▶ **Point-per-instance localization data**
______________________________

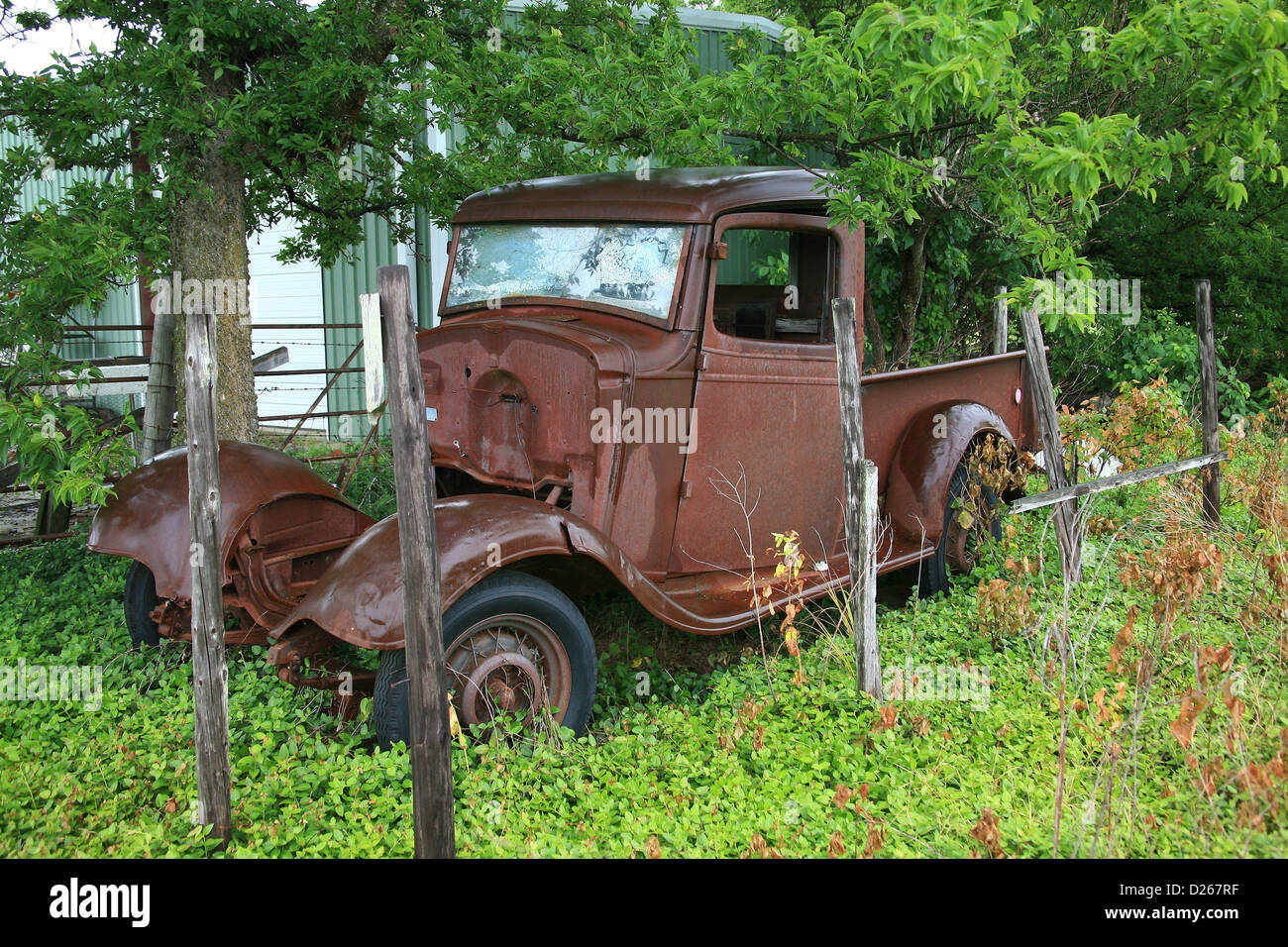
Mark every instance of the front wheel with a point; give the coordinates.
(513, 643)
(141, 598)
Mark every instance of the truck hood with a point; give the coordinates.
(510, 399)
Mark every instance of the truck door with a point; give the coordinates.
(767, 408)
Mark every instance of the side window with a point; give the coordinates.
(776, 285)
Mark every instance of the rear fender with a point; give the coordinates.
(928, 451)
(149, 517)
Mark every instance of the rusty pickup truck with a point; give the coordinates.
(632, 385)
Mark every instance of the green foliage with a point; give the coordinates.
(1109, 356)
(700, 762)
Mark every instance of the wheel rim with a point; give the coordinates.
(509, 664)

______________________________

▶ **Instructions for the task**
Only this range is to be output: the line that contains "Mark every instance of the rear" through the last line of the records above, both inclusive.

▶ **Response to the exercise**
Mark every instance of the rear fender with a point; give the coordinates.
(928, 451)
(149, 517)
Mark every instance of the rusty pickup truck with a point; give the coordinates.
(632, 385)
Mark every instance of the green foliage with a point; give the coordinates.
(1109, 356)
(700, 762)
Mark every instance of the wheel rim with a point; give the coordinates.
(509, 664)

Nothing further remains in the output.